Task prompt:
Check every line of the entries that follow, and copy the ones containing "bird".

Extracted records:
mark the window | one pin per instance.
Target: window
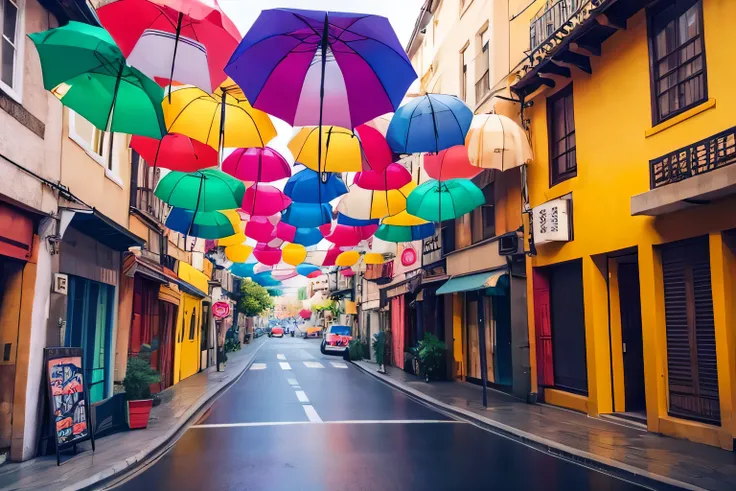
(11, 47)
(677, 57)
(561, 131)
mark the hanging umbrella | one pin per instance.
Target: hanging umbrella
(189, 41)
(217, 118)
(86, 71)
(438, 201)
(394, 177)
(429, 123)
(306, 187)
(205, 225)
(175, 152)
(205, 190)
(496, 142)
(264, 200)
(256, 165)
(451, 163)
(319, 68)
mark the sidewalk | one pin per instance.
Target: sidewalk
(118, 453)
(593, 441)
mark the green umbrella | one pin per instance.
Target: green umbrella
(204, 190)
(86, 70)
(438, 201)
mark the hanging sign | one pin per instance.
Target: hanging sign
(68, 399)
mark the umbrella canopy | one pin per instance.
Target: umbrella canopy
(438, 201)
(175, 152)
(205, 225)
(429, 123)
(87, 72)
(205, 190)
(496, 142)
(314, 68)
(197, 114)
(298, 235)
(364, 204)
(307, 214)
(257, 165)
(306, 187)
(394, 177)
(452, 163)
(264, 200)
(189, 41)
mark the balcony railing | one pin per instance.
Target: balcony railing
(550, 18)
(704, 156)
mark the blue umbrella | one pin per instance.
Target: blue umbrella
(430, 123)
(307, 214)
(307, 187)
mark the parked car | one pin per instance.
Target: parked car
(336, 340)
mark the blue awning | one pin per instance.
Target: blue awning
(473, 282)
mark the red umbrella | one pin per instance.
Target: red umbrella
(200, 29)
(257, 165)
(452, 163)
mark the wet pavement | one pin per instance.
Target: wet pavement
(300, 420)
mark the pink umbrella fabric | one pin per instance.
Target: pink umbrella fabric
(264, 200)
(452, 163)
(395, 176)
(256, 165)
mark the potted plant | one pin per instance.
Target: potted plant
(138, 379)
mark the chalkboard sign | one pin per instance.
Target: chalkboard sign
(68, 399)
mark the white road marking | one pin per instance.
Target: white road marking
(312, 414)
(302, 396)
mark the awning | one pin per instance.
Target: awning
(473, 282)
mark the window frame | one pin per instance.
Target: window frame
(676, 12)
(554, 177)
(16, 91)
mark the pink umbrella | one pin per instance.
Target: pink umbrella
(452, 163)
(395, 176)
(266, 254)
(264, 200)
(257, 165)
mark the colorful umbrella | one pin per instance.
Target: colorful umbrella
(197, 114)
(257, 165)
(205, 225)
(83, 67)
(429, 123)
(496, 142)
(306, 187)
(438, 201)
(189, 41)
(451, 163)
(205, 190)
(314, 68)
(264, 200)
(394, 177)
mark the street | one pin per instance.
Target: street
(300, 420)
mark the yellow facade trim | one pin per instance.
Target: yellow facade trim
(709, 104)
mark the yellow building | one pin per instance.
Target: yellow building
(631, 307)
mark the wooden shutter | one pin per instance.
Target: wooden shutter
(691, 346)
(543, 329)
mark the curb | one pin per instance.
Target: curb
(124, 469)
(556, 449)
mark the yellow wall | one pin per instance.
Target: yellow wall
(615, 142)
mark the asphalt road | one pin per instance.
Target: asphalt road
(299, 420)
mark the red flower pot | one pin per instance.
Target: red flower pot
(138, 413)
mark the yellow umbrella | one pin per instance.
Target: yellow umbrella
(195, 113)
(341, 150)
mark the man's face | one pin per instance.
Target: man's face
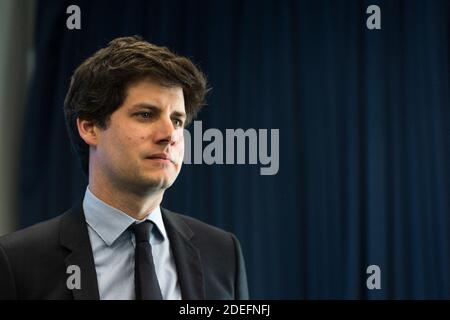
(142, 147)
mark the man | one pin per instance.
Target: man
(125, 110)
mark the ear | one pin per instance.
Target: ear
(88, 131)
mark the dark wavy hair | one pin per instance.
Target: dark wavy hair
(98, 86)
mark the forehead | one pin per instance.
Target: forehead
(150, 92)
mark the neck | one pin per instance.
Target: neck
(136, 205)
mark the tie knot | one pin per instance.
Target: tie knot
(142, 231)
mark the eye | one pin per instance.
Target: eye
(178, 123)
(144, 115)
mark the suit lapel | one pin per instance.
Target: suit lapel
(186, 256)
(74, 236)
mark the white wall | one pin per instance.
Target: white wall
(16, 59)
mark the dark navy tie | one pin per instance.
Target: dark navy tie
(145, 279)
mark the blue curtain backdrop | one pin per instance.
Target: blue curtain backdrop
(364, 123)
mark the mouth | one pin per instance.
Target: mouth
(161, 158)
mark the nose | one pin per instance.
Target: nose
(165, 131)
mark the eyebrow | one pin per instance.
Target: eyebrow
(153, 107)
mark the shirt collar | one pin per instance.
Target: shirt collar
(109, 223)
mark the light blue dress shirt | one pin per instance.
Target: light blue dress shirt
(113, 248)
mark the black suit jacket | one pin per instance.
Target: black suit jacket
(34, 261)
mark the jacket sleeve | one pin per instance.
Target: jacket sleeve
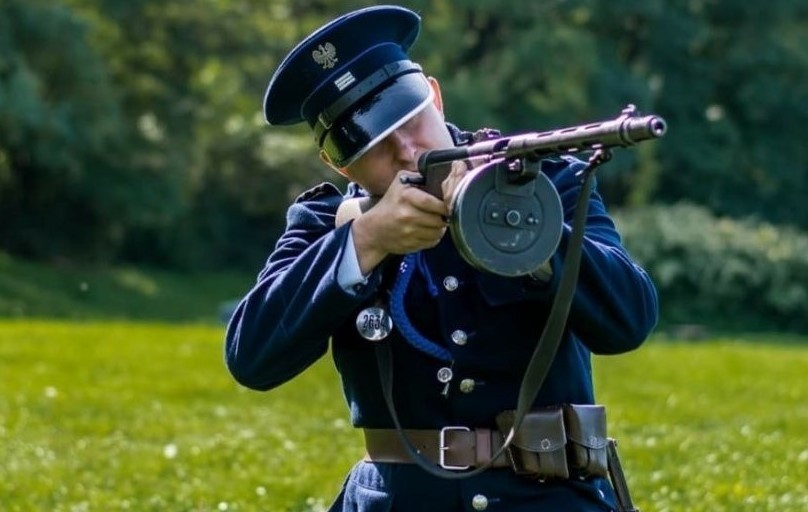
(283, 324)
(615, 305)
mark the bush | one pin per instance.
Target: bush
(729, 274)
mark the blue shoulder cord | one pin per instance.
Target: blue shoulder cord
(399, 315)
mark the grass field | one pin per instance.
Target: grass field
(144, 417)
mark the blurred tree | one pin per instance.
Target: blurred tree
(729, 76)
(66, 188)
(133, 128)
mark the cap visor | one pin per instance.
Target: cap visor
(375, 117)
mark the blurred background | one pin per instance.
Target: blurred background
(131, 133)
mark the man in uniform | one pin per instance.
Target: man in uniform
(459, 338)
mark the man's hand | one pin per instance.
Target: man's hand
(406, 219)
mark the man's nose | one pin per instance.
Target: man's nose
(403, 147)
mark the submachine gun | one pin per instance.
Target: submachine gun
(506, 216)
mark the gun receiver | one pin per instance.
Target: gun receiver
(628, 129)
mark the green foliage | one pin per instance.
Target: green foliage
(132, 130)
(734, 274)
(113, 416)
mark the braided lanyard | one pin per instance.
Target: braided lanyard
(400, 319)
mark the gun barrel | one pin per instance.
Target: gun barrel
(626, 130)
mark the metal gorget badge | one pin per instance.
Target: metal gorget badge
(374, 323)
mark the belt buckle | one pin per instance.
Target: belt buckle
(443, 447)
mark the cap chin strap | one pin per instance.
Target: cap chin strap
(543, 355)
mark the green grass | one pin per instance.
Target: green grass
(83, 292)
(144, 417)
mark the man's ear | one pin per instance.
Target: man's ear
(437, 100)
(327, 161)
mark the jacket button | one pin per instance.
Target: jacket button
(479, 502)
(460, 337)
(467, 385)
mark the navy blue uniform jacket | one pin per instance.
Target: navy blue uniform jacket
(285, 322)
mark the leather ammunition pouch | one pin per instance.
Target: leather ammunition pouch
(538, 449)
(558, 442)
(586, 437)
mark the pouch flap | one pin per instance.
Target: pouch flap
(541, 430)
(586, 425)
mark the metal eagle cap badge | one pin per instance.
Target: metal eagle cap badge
(325, 55)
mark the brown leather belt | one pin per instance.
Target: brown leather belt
(450, 447)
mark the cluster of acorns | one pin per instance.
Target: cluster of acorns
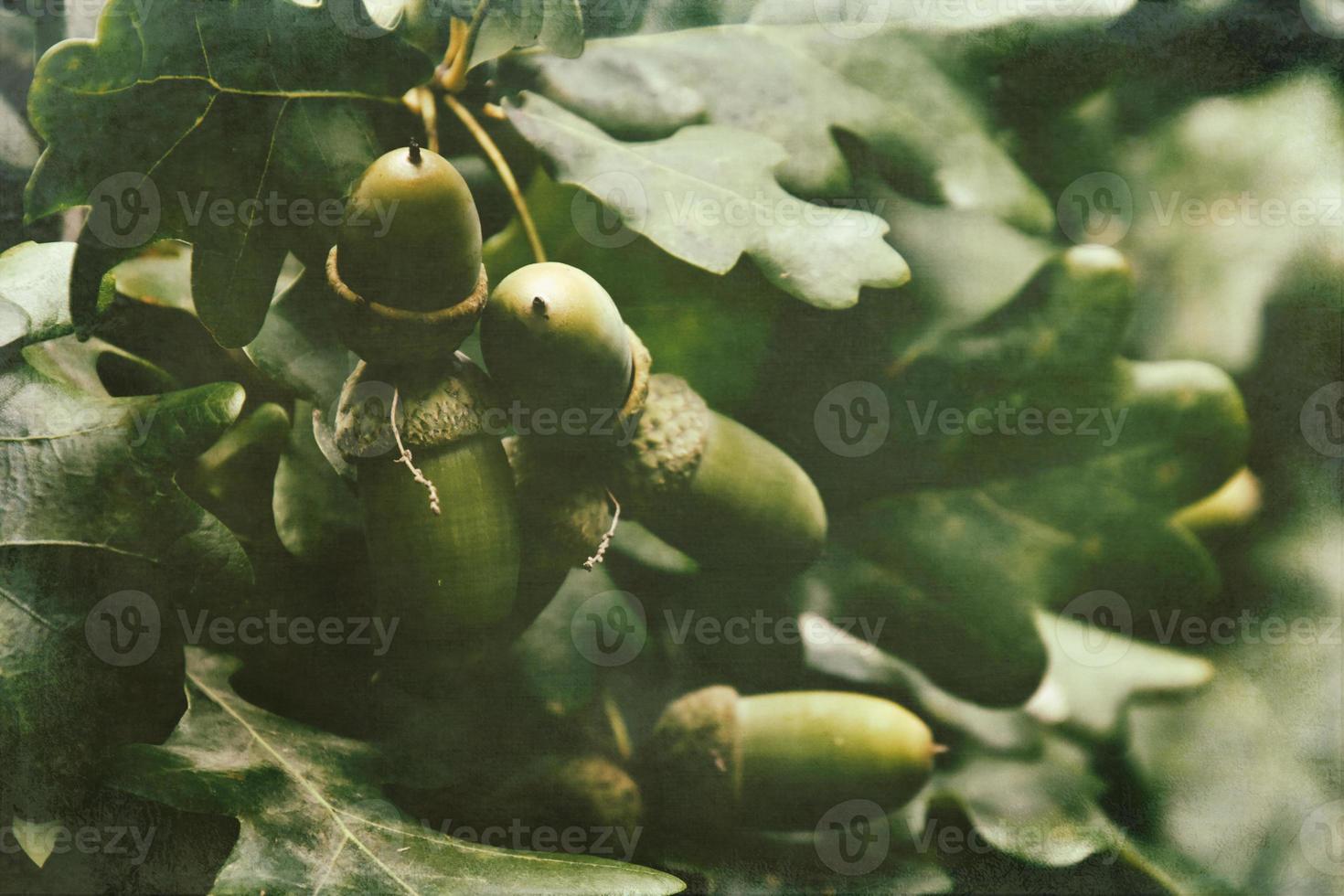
(472, 527)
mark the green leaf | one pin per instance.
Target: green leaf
(317, 515)
(299, 346)
(265, 102)
(1229, 200)
(1089, 698)
(557, 25)
(34, 283)
(159, 275)
(798, 86)
(711, 331)
(97, 546)
(312, 813)
(709, 195)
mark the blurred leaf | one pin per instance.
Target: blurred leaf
(96, 549)
(709, 329)
(707, 195)
(978, 528)
(299, 346)
(1227, 200)
(554, 25)
(214, 126)
(1092, 698)
(311, 807)
(34, 288)
(159, 275)
(795, 86)
(316, 511)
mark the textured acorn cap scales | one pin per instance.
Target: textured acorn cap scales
(669, 441)
(390, 335)
(563, 503)
(691, 767)
(437, 406)
(715, 489)
(781, 761)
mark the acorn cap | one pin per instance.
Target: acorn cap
(552, 338)
(389, 335)
(715, 489)
(781, 761)
(668, 443)
(691, 766)
(434, 407)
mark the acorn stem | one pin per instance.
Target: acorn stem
(503, 169)
(405, 455)
(454, 77)
(606, 539)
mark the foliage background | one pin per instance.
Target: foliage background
(1183, 766)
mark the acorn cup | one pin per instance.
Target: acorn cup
(781, 761)
(718, 491)
(557, 346)
(554, 341)
(408, 261)
(440, 509)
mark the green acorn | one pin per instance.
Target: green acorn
(441, 520)
(408, 261)
(781, 761)
(552, 338)
(563, 512)
(718, 491)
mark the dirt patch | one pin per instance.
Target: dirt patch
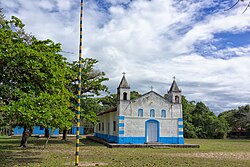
(90, 164)
(216, 155)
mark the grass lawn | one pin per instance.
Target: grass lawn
(61, 153)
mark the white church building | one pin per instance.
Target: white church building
(148, 119)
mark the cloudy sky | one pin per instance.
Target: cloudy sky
(205, 47)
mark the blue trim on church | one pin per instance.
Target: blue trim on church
(38, 130)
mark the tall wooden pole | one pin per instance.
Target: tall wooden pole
(79, 90)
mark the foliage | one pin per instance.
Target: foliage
(211, 153)
(200, 122)
(91, 87)
(33, 79)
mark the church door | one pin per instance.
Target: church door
(152, 131)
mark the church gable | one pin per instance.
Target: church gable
(151, 98)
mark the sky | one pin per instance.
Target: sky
(205, 47)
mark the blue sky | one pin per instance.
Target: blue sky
(205, 47)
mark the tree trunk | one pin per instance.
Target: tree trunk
(64, 134)
(27, 132)
(46, 134)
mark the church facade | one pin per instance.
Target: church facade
(148, 119)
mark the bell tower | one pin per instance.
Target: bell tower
(174, 93)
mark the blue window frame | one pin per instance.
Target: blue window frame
(163, 113)
(140, 112)
(152, 113)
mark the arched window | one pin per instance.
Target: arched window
(140, 113)
(124, 96)
(152, 113)
(163, 113)
(176, 99)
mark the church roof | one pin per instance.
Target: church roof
(123, 83)
(174, 87)
(113, 109)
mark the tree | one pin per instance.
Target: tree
(33, 80)
(238, 119)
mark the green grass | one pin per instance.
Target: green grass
(60, 153)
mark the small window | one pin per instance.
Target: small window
(102, 126)
(177, 99)
(114, 125)
(163, 113)
(99, 126)
(124, 96)
(152, 113)
(140, 113)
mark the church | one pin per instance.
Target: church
(150, 118)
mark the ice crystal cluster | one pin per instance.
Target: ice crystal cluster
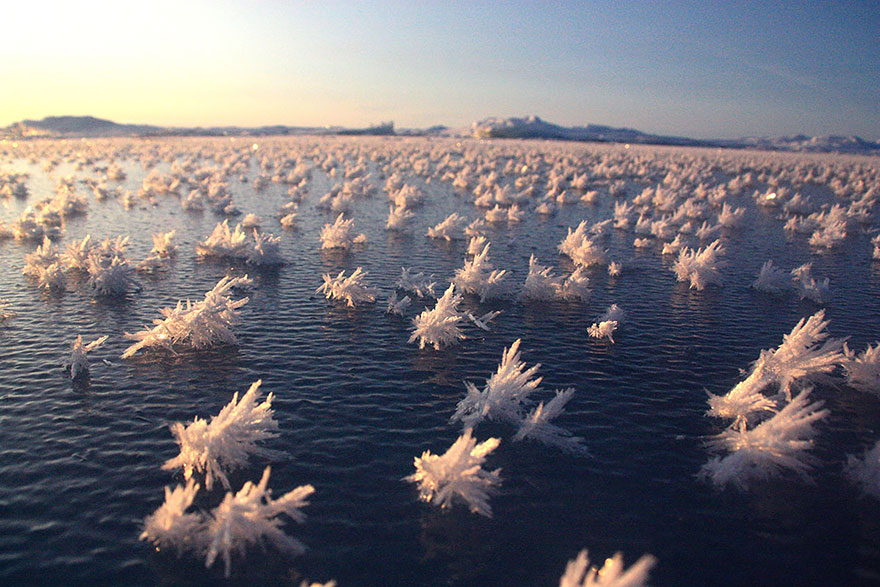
(458, 474)
(352, 289)
(700, 267)
(763, 451)
(806, 353)
(439, 327)
(450, 228)
(233, 244)
(578, 572)
(248, 517)
(582, 250)
(194, 325)
(227, 441)
(773, 433)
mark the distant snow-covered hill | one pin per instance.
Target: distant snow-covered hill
(530, 127)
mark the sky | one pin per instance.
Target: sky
(708, 69)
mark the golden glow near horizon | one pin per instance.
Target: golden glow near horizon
(724, 70)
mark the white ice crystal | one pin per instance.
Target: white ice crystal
(540, 283)
(250, 516)
(479, 277)
(439, 326)
(865, 472)
(51, 278)
(537, 425)
(353, 289)
(416, 283)
(483, 321)
(170, 526)
(451, 228)
(504, 394)
(776, 444)
(227, 441)
(398, 218)
(44, 255)
(339, 235)
(603, 329)
(163, 244)
(806, 353)
(78, 362)
(196, 325)
(863, 370)
(772, 279)
(5, 312)
(458, 474)
(578, 572)
(700, 267)
(266, 250)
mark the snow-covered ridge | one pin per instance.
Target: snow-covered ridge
(529, 127)
(532, 127)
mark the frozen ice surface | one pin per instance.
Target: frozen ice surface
(196, 325)
(479, 277)
(779, 443)
(458, 474)
(806, 354)
(537, 425)
(250, 516)
(578, 572)
(700, 267)
(504, 394)
(353, 289)
(772, 279)
(604, 329)
(170, 526)
(228, 440)
(865, 471)
(78, 362)
(862, 370)
(439, 327)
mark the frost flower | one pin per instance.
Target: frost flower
(439, 327)
(353, 289)
(170, 526)
(779, 443)
(227, 441)
(612, 574)
(458, 473)
(196, 325)
(503, 395)
(78, 363)
(250, 516)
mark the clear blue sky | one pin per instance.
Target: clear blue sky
(700, 69)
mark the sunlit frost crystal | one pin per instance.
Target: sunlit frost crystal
(578, 572)
(228, 440)
(251, 516)
(458, 473)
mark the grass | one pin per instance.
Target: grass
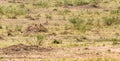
(89, 59)
(12, 11)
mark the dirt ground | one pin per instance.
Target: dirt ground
(51, 25)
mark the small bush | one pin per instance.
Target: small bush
(80, 2)
(57, 42)
(79, 24)
(12, 11)
(111, 20)
(40, 39)
(42, 4)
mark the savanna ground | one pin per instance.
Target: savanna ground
(59, 30)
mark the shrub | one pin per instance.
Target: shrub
(80, 2)
(57, 42)
(79, 24)
(40, 39)
(12, 11)
(42, 4)
(111, 20)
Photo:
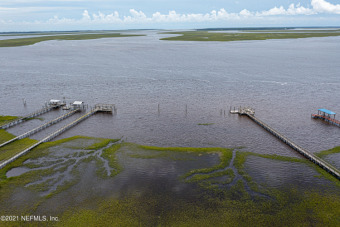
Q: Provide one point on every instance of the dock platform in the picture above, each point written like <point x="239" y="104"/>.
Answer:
<point x="98" y="108"/>
<point x="249" y="112"/>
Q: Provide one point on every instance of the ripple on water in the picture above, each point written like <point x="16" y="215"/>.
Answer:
<point x="280" y="174"/>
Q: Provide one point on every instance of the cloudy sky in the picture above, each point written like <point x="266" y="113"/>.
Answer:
<point x="38" y="15"/>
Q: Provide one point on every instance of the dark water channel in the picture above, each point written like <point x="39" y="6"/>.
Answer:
<point x="165" y="90"/>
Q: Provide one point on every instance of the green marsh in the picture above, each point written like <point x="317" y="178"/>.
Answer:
<point x="32" y="40"/>
<point x="214" y="179"/>
<point x="242" y="36"/>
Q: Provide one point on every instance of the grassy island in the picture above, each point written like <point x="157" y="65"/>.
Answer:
<point x="32" y="40"/>
<point x="242" y="36"/>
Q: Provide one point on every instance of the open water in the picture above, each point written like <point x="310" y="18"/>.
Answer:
<point x="163" y="90"/>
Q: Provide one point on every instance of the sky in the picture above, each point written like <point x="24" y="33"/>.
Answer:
<point x="62" y="15"/>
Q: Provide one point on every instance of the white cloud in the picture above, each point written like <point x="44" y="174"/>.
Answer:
<point x="321" y="6"/>
<point x="139" y="17"/>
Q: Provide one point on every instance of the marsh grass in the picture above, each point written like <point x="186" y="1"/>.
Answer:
<point x="289" y="208"/>
<point x="5" y="136"/>
<point x="334" y="150"/>
<point x="6" y="119"/>
<point x="206" y="124"/>
<point x="239" y="36"/>
<point x="32" y="40"/>
<point x="233" y="207"/>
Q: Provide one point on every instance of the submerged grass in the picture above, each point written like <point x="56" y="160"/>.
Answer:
<point x="233" y="208"/>
<point x="5" y="136"/>
<point x="334" y="150"/>
<point x="33" y="40"/>
<point x="110" y="155"/>
<point x="6" y="119"/>
<point x="289" y="208"/>
<point x="239" y="36"/>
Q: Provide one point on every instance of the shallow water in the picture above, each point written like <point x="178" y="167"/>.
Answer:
<point x="192" y="83"/>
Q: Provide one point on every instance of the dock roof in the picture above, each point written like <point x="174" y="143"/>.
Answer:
<point x="327" y="111"/>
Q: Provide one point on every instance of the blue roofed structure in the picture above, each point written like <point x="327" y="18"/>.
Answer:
<point x="327" y="111"/>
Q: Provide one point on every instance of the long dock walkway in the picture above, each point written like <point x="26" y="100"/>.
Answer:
<point x="34" y="114"/>
<point x="99" y="108"/>
<point x="249" y="112"/>
<point x="41" y="127"/>
<point x="327" y="119"/>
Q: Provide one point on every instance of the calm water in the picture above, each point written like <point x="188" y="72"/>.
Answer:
<point x="284" y="80"/>
<point x="192" y="83"/>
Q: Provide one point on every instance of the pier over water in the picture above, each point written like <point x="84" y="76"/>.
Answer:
<point x="249" y="112"/>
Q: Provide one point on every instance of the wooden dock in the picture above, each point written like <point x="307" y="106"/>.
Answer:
<point x="34" y="114"/>
<point x="327" y="119"/>
<point x="41" y="127"/>
<point x="98" y="108"/>
<point x="249" y="112"/>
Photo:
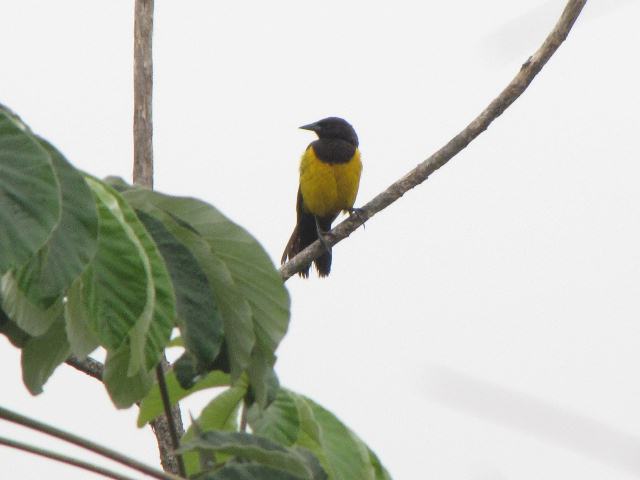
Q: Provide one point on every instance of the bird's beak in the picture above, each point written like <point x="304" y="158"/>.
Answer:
<point x="314" y="127"/>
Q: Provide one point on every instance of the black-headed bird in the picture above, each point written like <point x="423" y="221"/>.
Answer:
<point x="330" y="171"/>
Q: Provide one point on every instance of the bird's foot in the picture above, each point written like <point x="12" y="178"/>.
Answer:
<point x="359" y="214"/>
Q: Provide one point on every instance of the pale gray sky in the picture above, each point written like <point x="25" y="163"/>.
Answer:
<point x="484" y="327"/>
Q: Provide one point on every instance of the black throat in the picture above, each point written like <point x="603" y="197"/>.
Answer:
<point x="333" y="150"/>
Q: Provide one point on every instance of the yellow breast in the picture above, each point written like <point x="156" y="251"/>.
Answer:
<point x="328" y="188"/>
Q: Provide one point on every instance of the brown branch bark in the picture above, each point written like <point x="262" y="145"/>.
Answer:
<point x="166" y="429"/>
<point x="142" y="94"/>
<point x="419" y="174"/>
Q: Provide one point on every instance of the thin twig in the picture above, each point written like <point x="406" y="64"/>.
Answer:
<point x="63" y="459"/>
<point x="142" y="94"/>
<point x="419" y="174"/>
<point x="91" y="367"/>
<point x="84" y="443"/>
<point x="243" y="416"/>
<point x="159" y="425"/>
<point x="166" y="428"/>
<point x="173" y="431"/>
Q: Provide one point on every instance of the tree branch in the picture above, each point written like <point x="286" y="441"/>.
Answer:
<point x="160" y="425"/>
<point x="415" y="177"/>
<point x="142" y="94"/>
<point x="84" y="443"/>
<point x="63" y="459"/>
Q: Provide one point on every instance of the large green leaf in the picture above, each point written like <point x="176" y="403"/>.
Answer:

Finished task:
Q: Provide one point on every instance of the bird's beak in the picture above, each point written like <point x="304" y="158"/>.
Q: Provide one point on every instance of the black-headed bird in the picture above, each point written like <point x="423" y="221"/>.
Q: Provide one point on every instance of the bird's foot in the picture above, each point written like <point x="12" y="178"/>.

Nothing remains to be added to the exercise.